> Dokumenttext:
........
In Deutschland nehmen Schwarzarbeit und illegale Beschäftigung nach Berechnung von Wissenschaftlern weiter ab. Das ist doch mal eine positive Nachricht, die da von der FAZ und anderen Medien verbreitet wurde. vgl. beispielsweise den Artikel Schwarzarbeit geht weiter zurück: »Das Verhältnis von Schattenwirtschaft zu offizieller Wirtschaft reduziert sich der Studie zufolge im achten Jahr in Folge. Der Anteil am Bruttoinlandsprodukt (BIP) ist mit 10,4 Prozent (Vorjahr 10,8 Prozent) demnach so niedrig wie noch nie seit dem Beginn der Studienstatistik 1995. In der Schattenwirtschaft werden in diesem Jahr laut der Schätzung Leistungen im Wert von 330 Milliarden Euro erbracht, 6 Milliarden Euro weniger als 2016. Unter Schattenwirtschaft versteht man Schwarzarbeit - also zumeist Bezahlungen in bar ohne Rechnung und an der Steuer vorbei -, aber auch andere Formen der illegalen Beschäftigung.« Nun wird sich der eine oder andere aufmerksame Leser sicherlich fragen, wie man denn etwas, dass im wahrsten Sinne des Wortes im Schatten passiert, so genau mit Euro-Beträgen beziffern kann. Eine gute Frage.
........
> Aufgabe 1: Entnimm den Einträgen jede Zeile, in der die Zeichenfolge „post“ vorkommt, und beachte dabei die Groß- und Kleinschreibung.
........
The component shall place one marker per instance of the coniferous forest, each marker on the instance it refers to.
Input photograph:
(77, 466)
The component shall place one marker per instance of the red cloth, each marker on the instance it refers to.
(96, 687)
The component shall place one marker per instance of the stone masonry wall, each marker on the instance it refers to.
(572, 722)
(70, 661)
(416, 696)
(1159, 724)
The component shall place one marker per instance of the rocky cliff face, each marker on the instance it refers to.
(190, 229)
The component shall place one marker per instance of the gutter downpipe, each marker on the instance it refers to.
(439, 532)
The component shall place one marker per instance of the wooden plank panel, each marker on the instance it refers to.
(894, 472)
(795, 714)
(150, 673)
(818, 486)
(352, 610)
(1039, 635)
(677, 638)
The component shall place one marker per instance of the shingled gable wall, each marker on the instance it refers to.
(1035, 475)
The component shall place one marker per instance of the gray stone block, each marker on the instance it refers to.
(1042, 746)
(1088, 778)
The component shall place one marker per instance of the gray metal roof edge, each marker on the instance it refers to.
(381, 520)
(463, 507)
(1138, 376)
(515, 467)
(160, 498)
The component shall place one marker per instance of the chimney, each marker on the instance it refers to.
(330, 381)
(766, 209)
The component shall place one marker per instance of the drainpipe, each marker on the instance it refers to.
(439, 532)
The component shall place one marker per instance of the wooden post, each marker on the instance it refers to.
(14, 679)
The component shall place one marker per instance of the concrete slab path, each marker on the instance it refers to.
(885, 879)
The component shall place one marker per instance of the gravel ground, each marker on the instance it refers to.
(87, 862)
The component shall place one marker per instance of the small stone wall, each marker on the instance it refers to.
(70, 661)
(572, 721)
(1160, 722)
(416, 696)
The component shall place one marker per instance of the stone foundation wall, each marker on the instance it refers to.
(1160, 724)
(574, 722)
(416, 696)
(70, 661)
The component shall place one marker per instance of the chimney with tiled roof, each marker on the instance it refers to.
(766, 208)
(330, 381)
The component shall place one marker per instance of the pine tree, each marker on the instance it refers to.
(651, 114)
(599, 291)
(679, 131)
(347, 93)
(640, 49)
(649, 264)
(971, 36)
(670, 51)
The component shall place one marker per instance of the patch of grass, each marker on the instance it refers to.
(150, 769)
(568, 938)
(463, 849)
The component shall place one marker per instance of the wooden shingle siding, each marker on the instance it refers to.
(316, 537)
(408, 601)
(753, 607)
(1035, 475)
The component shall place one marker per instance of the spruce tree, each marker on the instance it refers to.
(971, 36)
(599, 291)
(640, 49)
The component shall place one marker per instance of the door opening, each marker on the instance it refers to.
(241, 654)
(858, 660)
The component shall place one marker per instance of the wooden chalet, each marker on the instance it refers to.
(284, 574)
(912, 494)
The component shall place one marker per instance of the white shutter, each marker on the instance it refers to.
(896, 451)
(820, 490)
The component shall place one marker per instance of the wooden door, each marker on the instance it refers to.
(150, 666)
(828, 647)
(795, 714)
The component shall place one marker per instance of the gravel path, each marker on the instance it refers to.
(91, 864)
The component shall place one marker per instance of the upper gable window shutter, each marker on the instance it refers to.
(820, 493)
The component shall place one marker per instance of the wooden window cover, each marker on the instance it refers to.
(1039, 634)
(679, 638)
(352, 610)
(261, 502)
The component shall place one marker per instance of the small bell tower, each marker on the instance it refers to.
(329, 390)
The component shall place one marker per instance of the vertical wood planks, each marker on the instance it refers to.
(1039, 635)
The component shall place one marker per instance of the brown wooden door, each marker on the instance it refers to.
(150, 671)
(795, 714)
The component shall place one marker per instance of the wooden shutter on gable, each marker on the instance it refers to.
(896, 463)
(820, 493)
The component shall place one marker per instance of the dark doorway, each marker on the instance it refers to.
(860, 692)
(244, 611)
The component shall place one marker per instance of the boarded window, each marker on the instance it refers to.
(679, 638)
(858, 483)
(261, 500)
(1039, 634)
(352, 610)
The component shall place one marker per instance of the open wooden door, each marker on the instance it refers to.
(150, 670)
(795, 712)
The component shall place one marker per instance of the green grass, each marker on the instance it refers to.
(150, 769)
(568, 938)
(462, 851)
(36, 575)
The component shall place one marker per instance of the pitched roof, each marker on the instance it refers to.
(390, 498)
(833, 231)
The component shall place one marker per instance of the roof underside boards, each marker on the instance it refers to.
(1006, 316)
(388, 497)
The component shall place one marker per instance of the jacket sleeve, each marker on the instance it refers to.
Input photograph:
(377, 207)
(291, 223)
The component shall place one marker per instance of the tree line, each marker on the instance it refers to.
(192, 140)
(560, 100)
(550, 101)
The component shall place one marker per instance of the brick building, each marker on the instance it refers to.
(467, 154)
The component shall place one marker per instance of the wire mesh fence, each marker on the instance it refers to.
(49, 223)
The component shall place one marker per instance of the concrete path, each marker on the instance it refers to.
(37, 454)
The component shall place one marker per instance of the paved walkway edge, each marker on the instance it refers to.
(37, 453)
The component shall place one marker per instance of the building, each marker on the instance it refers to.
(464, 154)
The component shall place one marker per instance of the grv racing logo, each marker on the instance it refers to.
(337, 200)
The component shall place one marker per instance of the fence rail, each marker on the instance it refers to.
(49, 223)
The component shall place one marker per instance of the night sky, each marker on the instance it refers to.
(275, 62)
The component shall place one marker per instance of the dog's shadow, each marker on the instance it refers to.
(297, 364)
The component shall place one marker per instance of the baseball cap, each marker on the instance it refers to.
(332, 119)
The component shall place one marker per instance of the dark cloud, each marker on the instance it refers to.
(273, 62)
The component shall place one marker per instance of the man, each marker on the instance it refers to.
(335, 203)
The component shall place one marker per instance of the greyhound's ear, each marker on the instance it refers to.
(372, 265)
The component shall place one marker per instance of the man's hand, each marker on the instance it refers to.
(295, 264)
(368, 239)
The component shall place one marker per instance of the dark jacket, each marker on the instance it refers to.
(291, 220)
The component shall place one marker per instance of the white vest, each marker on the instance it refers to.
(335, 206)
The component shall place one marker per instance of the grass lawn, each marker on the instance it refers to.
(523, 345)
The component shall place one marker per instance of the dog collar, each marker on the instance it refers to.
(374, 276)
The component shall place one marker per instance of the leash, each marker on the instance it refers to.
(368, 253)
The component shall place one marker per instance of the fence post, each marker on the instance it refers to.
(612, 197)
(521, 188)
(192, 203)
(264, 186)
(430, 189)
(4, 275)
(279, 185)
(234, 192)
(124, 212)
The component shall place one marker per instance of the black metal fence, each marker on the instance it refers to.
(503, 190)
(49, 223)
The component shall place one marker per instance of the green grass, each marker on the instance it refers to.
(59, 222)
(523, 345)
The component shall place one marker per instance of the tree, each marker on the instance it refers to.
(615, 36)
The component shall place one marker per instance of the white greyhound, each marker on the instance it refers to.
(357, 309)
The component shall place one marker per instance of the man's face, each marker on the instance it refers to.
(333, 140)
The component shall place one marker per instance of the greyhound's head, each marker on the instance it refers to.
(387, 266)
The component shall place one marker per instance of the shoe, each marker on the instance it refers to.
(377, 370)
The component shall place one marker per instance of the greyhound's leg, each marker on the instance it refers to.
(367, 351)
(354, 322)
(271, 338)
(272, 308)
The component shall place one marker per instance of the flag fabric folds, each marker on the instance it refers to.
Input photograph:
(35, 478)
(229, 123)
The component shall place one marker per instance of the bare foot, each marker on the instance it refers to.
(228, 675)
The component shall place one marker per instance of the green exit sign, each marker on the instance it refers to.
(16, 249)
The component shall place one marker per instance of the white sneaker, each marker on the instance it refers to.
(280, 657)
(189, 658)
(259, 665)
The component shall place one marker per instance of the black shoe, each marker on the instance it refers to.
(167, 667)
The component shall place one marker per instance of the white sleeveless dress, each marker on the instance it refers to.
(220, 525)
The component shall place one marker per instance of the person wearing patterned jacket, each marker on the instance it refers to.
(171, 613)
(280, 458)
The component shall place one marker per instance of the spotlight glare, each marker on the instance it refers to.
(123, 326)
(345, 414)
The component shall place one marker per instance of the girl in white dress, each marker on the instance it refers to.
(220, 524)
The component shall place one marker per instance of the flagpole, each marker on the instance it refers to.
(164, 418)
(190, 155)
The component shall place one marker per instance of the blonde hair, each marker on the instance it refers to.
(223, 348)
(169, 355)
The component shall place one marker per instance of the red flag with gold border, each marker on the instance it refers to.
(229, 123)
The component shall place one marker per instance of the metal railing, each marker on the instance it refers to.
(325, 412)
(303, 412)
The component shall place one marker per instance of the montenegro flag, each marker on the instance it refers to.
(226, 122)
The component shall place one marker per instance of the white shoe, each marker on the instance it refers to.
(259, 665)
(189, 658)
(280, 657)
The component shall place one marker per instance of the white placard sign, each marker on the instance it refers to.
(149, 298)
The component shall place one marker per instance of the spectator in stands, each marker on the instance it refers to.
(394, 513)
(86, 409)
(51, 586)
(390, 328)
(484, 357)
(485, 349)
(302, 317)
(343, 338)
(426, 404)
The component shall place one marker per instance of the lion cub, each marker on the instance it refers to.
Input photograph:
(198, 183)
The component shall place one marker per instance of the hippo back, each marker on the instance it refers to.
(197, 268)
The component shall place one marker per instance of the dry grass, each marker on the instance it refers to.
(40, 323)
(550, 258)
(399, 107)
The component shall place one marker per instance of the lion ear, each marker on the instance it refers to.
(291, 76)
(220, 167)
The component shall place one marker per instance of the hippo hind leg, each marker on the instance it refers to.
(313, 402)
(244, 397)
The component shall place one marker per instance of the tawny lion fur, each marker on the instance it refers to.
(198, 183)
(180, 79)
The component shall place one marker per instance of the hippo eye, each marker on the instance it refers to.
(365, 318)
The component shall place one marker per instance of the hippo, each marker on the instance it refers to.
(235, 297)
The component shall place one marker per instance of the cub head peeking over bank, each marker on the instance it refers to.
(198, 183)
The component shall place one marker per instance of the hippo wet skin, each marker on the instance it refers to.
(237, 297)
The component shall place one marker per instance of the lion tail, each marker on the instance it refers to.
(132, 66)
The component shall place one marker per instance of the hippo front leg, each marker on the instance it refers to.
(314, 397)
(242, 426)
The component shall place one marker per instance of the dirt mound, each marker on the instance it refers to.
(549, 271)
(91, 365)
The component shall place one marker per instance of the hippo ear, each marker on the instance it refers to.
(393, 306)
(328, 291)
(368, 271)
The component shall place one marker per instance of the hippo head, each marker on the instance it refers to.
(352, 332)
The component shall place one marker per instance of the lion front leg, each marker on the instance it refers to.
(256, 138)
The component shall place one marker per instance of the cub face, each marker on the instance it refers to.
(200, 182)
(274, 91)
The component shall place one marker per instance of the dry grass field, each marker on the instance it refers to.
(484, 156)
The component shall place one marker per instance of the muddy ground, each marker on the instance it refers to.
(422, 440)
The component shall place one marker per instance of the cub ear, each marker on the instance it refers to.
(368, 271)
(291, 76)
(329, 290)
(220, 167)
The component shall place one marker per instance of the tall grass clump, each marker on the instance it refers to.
........
> Aufgabe 2: Übersetze den folgenden Satz aus dem Text über die Schattenwirtschaft ins Englische: „Der Anteil am Bruttoinlandsprodukt (BIP) ist mit 10,4 Prozent (Vorjahr 10,8 Prozent) demnach so niedrig wie noch nie seit dem Beginn der Studienstatistik 1995.“

> Richtige Antwort 1:
The component shall place one marker per instance of the wooden post, each marker on the instance it refers to.
The component shall place one marker per instance of the fence post, each marker on the instance it refers to.

> Richtige Antwort 2: At 10.4 percent (previous year: 10.8 percent), the share of gross domestic product (GDP) is accordingly lower than ever since the study's statistics began in 1995.